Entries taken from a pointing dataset
_____

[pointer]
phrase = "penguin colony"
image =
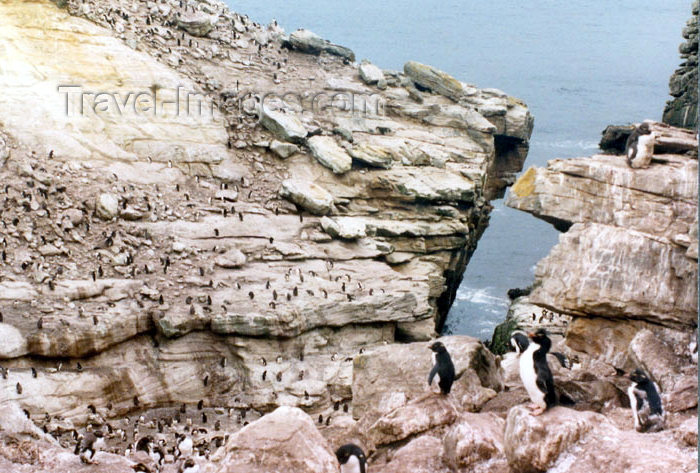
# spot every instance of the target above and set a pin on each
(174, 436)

_____

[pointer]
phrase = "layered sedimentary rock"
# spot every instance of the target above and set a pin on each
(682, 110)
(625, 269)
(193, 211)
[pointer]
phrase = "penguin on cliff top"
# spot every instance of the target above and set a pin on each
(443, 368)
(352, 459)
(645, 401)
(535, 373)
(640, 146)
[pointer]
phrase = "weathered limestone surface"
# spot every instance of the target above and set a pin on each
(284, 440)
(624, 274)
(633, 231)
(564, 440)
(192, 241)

_____

> YOUR OBJECTIVE
Which lines in the data above contain the string "phrase", with case counting? Locate every one and copy each line out in full.

> REPLY TO THE EXERCISE
phrase = "penguin colony"
phrase = "layered sedimentary rock"
phrase = "penguin on cliff top"
phrase = "weathered limestone surface"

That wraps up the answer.